* _GIVEN PROBLEM A_: In the Kafka setup text, which Minikube version is reported?
* _GIVEN PROBLEM B_: From the Kafka setup text, copy the part from "In my case the" to "is incredibly useful!)".

* _TEXT_:
For workshop I will present on microservices and communication patterns I need attendees to have their own local Kafka Cluster. I have found a way to have them up and running in virtually no time at all. Thanks to the combination of:
- Kubernetes
- Minikube
- The Yolean/kubernetes-kafka GitHub Repo with Kubernetes yaml files that creates all we need (including Kafka Manager)
Prerequisites:
- Minikube and Kubectl are installed
- The Minikube cluster is running (minikube start)
In my case the versions are:
Minikube: v0.22.3, Kubectl Client 1.9 and (Kubernetes) Server 1.7:
The steps I went through:
Git Clone the GitHub Repository: https://github.com/Yolean/kubernetes-kafka
From the root directory of the cloned repository, run the following kubectl commands:
(note: I did not know until today that kubectl apply –f can be used with a directory reference and will then apply all yaml files in that directory. That is incredibly useful!)

* _DATASET EXCERPT_:
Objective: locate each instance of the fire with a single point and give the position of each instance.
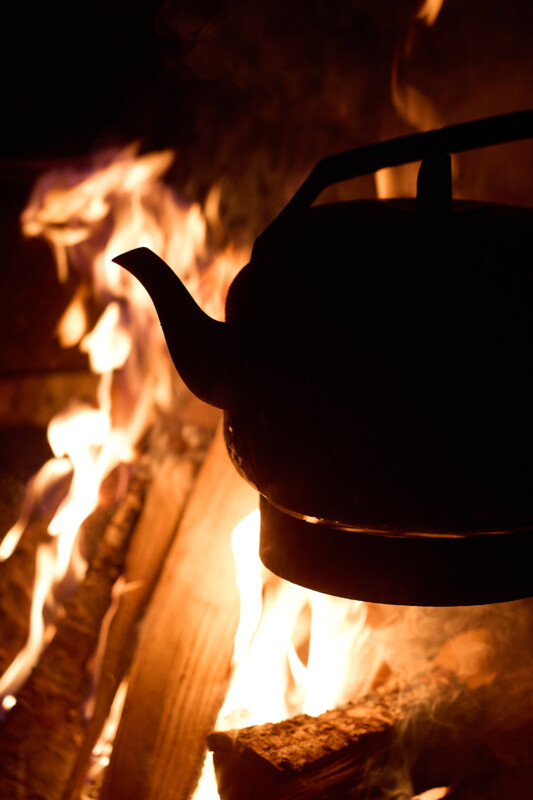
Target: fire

* _TASK RESPONSE A_: v0.22.3

* _TASK RESPONSE B_:
In my case the versions are:
Minikube: v0.22.3, Kubectl Client 1.9 and (Kubernetes) Server 1.7:
The steps I went through:
Git Clone the GitHub Repository: https://github.com/Yolean/kubernetes-kafka
From the root directory of the cloned repository, run the following kubectl commands:
(note: I did not know until today that kubectl apply –f can be used with a directory reference and will then apply all yaml files in that directory. That is incredibly useful!)